# TEXT BLOCK
=-=-=-=-=

Abstract 1856: Transplantation of Bone-marrow Mononuclear Cells into the Infarcted Heart has Favorable Engraftment Compared to Mesenchymal Stem Cells, Skeletal Myoblasts and Fibroblasts
Introduction: A comparative analysis of the efficacy of different cell candidates for the treatment of heart disease remains to be described. This study aimed to evaluate the therapeutic efficacy of 4 cell types in a murine model of myocardial infarction.
Methods: Bone-marrow cells (MN), mesenchymal cells (MSC), skeletal myoblasts (SkMb) and fibroblasts (Fibro) were isolated from male L2G transgenic mice (FVB background) that express firefly luciferase (Fluc) and green fluorescence protein (GFP). Cells were characterized by flow cytometry, bioluminescence imaging (BLI), and luminometry. Female FVB mice (n=60) underwent LAD ligation and were randomized into 5 groups to intramyocardially receive one cell type (5 × 105) or PBS. Cell survival was measured in vivo by BLI and ex vivo by TaqMan PCR at week 6. Cardiac function was assessed by echocardiography and invasive hemodynamic measurements at week 6.

=-=-=-=-=

# APPLY WHAT YOU READ
1 - Repeat the stretch of the cell transplantation abstract from "Abstract 1856: Transplantation" through "of myocardial infarction.".
2 - Go on with the abstract on cell transplantation into the infarcted heart from the point where it stops.
The material that follows has nothing to do with the cell transplantation abstract.

# Point localization material
=-=-=-=-=

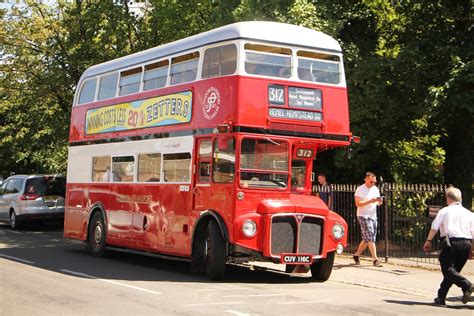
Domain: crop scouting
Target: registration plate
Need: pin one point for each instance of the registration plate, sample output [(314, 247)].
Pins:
[(292, 258), (50, 200)]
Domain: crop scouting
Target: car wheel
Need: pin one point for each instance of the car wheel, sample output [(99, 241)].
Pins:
[(14, 221), (215, 252), (97, 235), (321, 269)]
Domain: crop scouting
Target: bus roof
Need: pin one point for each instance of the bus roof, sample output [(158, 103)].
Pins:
[(273, 32)]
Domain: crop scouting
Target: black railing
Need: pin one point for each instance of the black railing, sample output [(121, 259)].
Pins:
[(404, 219)]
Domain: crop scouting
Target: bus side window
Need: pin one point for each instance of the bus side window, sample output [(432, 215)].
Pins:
[(155, 75), (184, 68), (123, 169), (130, 81), (177, 167), (219, 61), (101, 169), (108, 86), (223, 164), (149, 167)]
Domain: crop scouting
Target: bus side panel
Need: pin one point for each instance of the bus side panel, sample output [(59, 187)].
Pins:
[(75, 214), (173, 211)]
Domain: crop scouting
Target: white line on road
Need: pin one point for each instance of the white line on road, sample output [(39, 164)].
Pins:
[(254, 295), (17, 259), (236, 313), (221, 289), (304, 302), (217, 303), (109, 281)]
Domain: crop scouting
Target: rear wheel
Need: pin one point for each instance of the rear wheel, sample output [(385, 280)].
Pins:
[(321, 269), (97, 235), (13, 220), (215, 254)]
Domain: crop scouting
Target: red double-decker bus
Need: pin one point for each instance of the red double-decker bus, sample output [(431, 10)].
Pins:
[(202, 150)]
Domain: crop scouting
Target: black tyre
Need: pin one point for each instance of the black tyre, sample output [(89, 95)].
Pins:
[(97, 234), (215, 252), (14, 224), (321, 269)]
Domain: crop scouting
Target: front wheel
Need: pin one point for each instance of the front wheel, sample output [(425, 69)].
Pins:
[(14, 221), (97, 235), (321, 269), (215, 252)]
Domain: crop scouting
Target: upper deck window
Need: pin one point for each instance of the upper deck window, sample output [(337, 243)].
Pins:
[(264, 163), (318, 67), (88, 91), (184, 68), (123, 169), (108, 86), (155, 75), (130, 81), (219, 61), (268, 60)]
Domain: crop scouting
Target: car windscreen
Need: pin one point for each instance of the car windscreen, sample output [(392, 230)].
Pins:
[(46, 186)]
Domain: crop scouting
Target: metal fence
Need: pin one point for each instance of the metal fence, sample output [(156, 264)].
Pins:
[(404, 219)]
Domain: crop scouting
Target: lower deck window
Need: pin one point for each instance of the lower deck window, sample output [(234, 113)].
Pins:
[(101, 169), (177, 167), (149, 167), (123, 169)]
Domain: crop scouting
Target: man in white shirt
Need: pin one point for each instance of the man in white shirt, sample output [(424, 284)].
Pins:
[(456, 227), (367, 198)]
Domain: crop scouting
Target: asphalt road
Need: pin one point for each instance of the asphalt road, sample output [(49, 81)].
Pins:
[(41, 273)]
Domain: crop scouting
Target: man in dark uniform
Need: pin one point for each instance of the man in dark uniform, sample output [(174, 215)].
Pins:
[(456, 226)]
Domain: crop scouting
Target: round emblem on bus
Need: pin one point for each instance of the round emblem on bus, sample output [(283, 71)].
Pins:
[(211, 104)]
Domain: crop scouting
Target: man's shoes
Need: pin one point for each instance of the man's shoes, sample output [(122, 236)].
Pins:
[(356, 260), (466, 296), (440, 302)]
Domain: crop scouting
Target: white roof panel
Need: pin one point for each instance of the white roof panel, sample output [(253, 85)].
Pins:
[(274, 32)]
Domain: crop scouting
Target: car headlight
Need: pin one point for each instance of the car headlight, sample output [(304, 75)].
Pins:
[(249, 228), (338, 231)]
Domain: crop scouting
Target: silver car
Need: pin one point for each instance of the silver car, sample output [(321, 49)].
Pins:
[(32, 197)]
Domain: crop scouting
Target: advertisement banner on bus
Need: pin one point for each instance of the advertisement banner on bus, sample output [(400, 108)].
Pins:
[(168, 109)]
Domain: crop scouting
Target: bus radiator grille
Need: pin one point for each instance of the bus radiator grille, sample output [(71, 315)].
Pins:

=-=-=-=-=

# SOLVED PROBLEMS
1 -
Abstract 1856: Transplantation of Bone-marrow Mononuclear Cells into the Infarcted Heart has Favorable Engraftment Compared to Mesenchymal Stem Cells, Skeletal Myoblasts and Fibroblasts
Introduction: A comparative analysis of the efficacy of different cell candidates for the treatment of heart disease remains to be described. This study aimed to evaluate the therapeutic efficacy of 4 cell types in a murine model of myocardial infarction.

2 -
Results: Fluc expression correlated with cell number in all groups (r2>0.93). In vivo BLI revealed donor cell death of MSC, SkMb, and Fibro within 3 weeks after transplantation. By contrast, cardiac signal was still present after 6 weeks in the MN group, as confirmed by PCR (p<0.01). Echocardiography showed significant preservation of fractional shortening in the MN group compared to controls (p<0.05). Measurements of left ventricular end-systolic/diastolic volume revealed the least amount of ventricular dilatation occurred in the MN group (p<0.05).
Conclusion: This is the first study to directly compare a variety of cell candidates for myocardial therapy and indicates that MN exhibit a favorable survival pattern, which translates into preservation of cardiac function.